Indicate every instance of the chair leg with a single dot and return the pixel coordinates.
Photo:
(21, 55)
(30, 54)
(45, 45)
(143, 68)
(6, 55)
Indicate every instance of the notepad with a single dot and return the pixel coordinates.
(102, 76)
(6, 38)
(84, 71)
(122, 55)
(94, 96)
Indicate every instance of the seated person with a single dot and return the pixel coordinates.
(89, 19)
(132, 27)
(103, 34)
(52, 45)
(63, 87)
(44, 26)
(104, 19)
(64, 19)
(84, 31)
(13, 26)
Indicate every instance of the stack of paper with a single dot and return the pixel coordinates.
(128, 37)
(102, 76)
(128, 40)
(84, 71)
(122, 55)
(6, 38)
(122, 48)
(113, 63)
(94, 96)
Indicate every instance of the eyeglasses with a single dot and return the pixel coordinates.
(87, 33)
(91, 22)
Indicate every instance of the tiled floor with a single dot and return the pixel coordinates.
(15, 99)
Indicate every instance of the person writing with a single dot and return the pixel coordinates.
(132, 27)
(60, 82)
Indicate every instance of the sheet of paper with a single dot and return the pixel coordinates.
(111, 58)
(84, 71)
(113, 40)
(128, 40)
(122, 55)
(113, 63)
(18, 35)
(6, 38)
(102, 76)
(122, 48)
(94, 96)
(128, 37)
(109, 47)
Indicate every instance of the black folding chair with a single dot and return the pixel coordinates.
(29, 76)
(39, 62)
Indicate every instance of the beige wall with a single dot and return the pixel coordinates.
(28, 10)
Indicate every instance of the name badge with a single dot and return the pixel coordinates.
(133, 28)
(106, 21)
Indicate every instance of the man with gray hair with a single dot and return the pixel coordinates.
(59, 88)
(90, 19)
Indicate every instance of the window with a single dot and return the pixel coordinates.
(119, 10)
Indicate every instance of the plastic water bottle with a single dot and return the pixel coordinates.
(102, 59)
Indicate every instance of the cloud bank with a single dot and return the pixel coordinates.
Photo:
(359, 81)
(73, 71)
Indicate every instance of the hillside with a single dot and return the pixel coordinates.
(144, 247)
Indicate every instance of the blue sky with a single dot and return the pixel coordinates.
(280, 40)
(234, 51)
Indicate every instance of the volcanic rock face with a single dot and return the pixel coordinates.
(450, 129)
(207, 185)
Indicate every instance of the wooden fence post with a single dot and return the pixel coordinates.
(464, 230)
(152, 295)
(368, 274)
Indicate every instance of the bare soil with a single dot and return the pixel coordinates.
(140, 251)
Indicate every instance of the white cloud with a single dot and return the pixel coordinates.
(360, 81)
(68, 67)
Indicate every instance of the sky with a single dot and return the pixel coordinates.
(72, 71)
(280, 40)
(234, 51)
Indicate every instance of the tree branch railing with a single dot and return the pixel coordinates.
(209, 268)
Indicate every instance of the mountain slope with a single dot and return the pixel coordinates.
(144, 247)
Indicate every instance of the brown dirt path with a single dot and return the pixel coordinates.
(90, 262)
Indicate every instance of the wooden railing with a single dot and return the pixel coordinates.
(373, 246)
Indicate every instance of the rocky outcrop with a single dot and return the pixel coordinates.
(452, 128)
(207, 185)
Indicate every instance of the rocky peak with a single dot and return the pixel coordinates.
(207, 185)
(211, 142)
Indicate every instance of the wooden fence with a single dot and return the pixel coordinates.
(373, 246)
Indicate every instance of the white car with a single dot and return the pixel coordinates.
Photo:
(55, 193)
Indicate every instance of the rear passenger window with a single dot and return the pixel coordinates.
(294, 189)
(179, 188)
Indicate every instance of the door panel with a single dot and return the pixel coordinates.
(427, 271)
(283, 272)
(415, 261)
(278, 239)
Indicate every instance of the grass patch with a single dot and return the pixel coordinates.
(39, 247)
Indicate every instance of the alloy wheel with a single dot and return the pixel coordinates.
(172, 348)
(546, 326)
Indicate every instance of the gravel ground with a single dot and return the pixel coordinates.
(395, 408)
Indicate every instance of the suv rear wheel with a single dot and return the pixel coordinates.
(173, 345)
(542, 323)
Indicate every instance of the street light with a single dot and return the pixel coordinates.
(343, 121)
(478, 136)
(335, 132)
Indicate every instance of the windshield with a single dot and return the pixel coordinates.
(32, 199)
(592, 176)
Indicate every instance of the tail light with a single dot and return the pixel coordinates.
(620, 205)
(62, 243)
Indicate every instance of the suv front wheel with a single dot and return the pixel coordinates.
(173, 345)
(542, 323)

Your task » Would you please return all of the data exactly?

Response »
Indicate every instance of the chair leg with a single dot and return the pixel coordinates.
Photo:
(21, 55)
(30, 54)
(45, 45)
(143, 68)
(6, 55)
Indicate every instance of the notepad with a single dot and return the pixel coordinates.
(102, 76)
(6, 38)
(84, 71)
(122, 55)
(94, 96)
Indicate every instance of the seated person with a single dot and return the pixel coordinates.
(89, 19)
(132, 27)
(103, 34)
(52, 45)
(63, 87)
(44, 26)
(104, 19)
(64, 19)
(84, 31)
(13, 26)
Indicate every instance of the stack of paper with a single dot and return the pixel coordinates.
(128, 37)
(102, 76)
(128, 40)
(84, 71)
(122, 55)
(6, 38)
(122, 48)
(113, 63)
(94, 96)
Indicate every instance of the eyeglasses with a single dot and return the pixel coordinates.
(87, 33)
(91, 22)
Indicate every instance of the tiled floor with a single dot and return the pixel coordinates.
(15, 99)
Indicate every instance of the person writing with a single dot and return the pixel coordinates.
(132, 27)
(60, 82)
Indicate every instance of the sheet of paper with a single dot and return the pixel coordinates.
(111, 58)
(84, 71)
(113, 40)
(128, 40)
(122, 55)
(113, 63)
(18, 35)
(6, 38)
(102, 76)
(122, 48)
(94, 96)
(128, 37)
(109, 47)
Indicate every instance of the black folding chair with a single dot and return the pixel coordinates.
(29, 76)
(39, 62)
Indicate every instance of the beige wall with a single dot and return the pixel coordinates.
(28, 10)
Indicate every instance of the name badge with a single dot and return the pixel coordinates.
(133, 28)
(106, 21)
Indicate every instance of the man with gray hair with a single dot and return the pixel coordinates.
(59, 88)
(90, 19)
Indicate every instance of the window with a single dot and return the pixel coordinates.
(119, 10)
Indicate every instance of the plastic water bottle with a single dot and return the pixel coordinates.
(102, 59)
Indicate every instance of the cloud bank with a single dot and return the pixel coordinates.
Photo:
(359, 81)
(73, 71)
Indicate every instance of the hillside with a single dot and return the pixel coordinates.
(144, 247)
Indicate every instance of the blue sky with a single dot and return the pixel coordinates.
(280, 40)
(234, 51)
Indicate every instance of the volcanic rock face with a single dot and return the pixel coordinates.
(450, 129)
(207, 185)
Indicate every instance of the wooden fence post with a single dot and return the pixel coordinates.
(464, 230)
(152, 295)
(368, 274)
Indicate every instance of the bare soil with a single dot and return the pixel coordinates.
(140, 251)
Indicate every instance of the white cloud with a single dot and return the pixel coordinates.
(360, 81)
(68, 67)
Indicate every instance of the sky with a single dot and return the pixel coordinates.
(72, 71)
(280, 40)
(234, 51)
Indicate every instance of the tree branch railing with a single dot and return the pixel coordinates.
(209, 268)
Indicate every instance of the mountain slope with a single dot and return the pixel coordinates.
(144, 247)
Indicate every instance of the brown dirt path with a single dot and return the pixel coordinates.
(90, 262)
Indicate every instance of the wooden railing with a single dot and return the pixel coordinates.
(373, 246)
Indicate every instance of the rocky outcrop with a single dot and return the pixel coordinates.
(452, 128)
(207, 185)
Indicate every instance of the rocky peak with a single dot and return the pixel coordinates.
(207, 185)
(211, 142)
Indicate every instance of the wooden fence with a single dot and return the pixel coordinates.
(373, 246)
Indicate every instance of the white car with a single dot and return the pixel coordinates.
Photo:
(55, 193)
Indicate every instance of the rear passenger window with a single dot and return the pixel coordinates.
(294, 189)
(179, 188)
Indicate every instance of the door panel with a single dot and return the pixel coordinates.
(427, 271)
(283, 272)
(415, 261)
(278, 239)
Indicate every instance of the grass patch with a single dot and return the pixel coordinates.
(39, 247)
Indicate every instance of the alloy wheel with a single dot and return the pixel coordinates.
(172, 348)
(546, 326)
Indicate every instance of the gravel ground with a single dot and return the pixel coordinates.
(395, 408)
Indicate every instance of the suv rear wheel with a single dot and return the pixel coordinates.
(173, 345)
(542, 323)
Indicate every instance of the street light with a single dot and return the pixel coordinates.
(343, 121)
(478, 136)
(335, 132)
Indicate every instance of the windshield with a single dot and return the pixel coordinates.
(32, 199)
(592, 176)
Indicate every instance of the tail light with a single dot and return the pixel coordinates.
(620, 205)
(62, 243)
Indicate every instance of the suv front wheel with a single dot and return the pixel coordinates.
(173, 345)
(542, 323)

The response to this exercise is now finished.